* 抜粋 *
静シスT編成は2004.10改正で東京口から撤退したものの現在も熱海以西で活躍中。ただし313系投入も間近となり活躍もあとわずか。

 

3) 長年に渡るクロスロング論争

1990年代前半に211系増備車、113系115系に立て続けにロングシート改造車が登場し、クロスロング論争が巻き起こりました。こと東海道線に関しては熱海方面への行楽客が多いことからロング化への反対は大きく、しばしばマスコミネタにもなるほどでした。

E217系以降JR東の近郊型車両は4ドアが標準になり、一部を除いてロングシートが主体となりましたが、東海道線に対しては果たしてそれが適切な結果になるのか、一部の間では相当議論がおきたようです。直接の原因ではないにせよ、間接的な先送り要因の一つにはなったのではないかと思われます。

なお結果的にはE231系の投入になりましたが、東北・高崎線投入時よりもクロスシートの車両は増やされ、一応は行楽対応も考慮した形になっています。

* 表示中の行 *
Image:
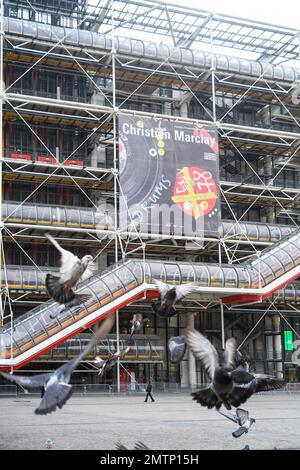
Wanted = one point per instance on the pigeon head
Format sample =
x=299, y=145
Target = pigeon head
x=86, y=260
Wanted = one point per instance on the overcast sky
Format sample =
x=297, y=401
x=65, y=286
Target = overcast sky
x=283, y=13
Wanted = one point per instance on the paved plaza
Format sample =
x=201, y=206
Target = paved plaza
x=173, y=421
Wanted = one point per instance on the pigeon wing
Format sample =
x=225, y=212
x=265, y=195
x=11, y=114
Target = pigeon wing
x=229, y=353
x=185, y=289
x=203, y=350
x=55, y=396
x=140, y=446
x=243, y=416
x=32, y=382
x=120, y=446
x=241, y=376
x=228, y=415
x=67, y=260
x=265, y=383
x=102, y=331
x=162, y=287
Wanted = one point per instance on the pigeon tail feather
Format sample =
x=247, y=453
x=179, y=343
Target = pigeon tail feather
x=207, y=397
x=56, y=290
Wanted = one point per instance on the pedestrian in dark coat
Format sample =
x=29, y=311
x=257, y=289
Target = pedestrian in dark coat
x=149, y=394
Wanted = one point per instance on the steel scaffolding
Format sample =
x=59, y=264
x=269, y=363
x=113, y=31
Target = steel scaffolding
x=148, y=59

* 依頼内容 *
抜粋から「静シスT編成は2004.10」と「たのではないかと思われます。」の間を、両端の語句も含めて一字も変えずに引用してください。

* 回答 *
静シスT編成は2004.10改正で東京口から撤退したものの現在も熱海以西で活躍中。ただし313系投入も間近となり活躍もあとわずか。

 

3) 長年に渡るクロスロング論争

1990年代前半に211系増備車、113系115系に立て続けにロングシート改造車が登場し、クロスロング論争が巻き起こりました。こと東海道線に関しては熱海方面への行楽客が多いことからロング化への反対は大きく、しばしばマスコミネタにもなるほどでした。

E217系以降JR東の近郊型車両は4ドアが標準になり、一部を除いてロングシートが主体となりましたが、東海道線に対しては果たしてそれが適切な結果になるのか、一部の間では相当議論がおきたようです。直接の原因ではないにせよ、間接的な先送り要因の一つにはなったのではないかと思われます。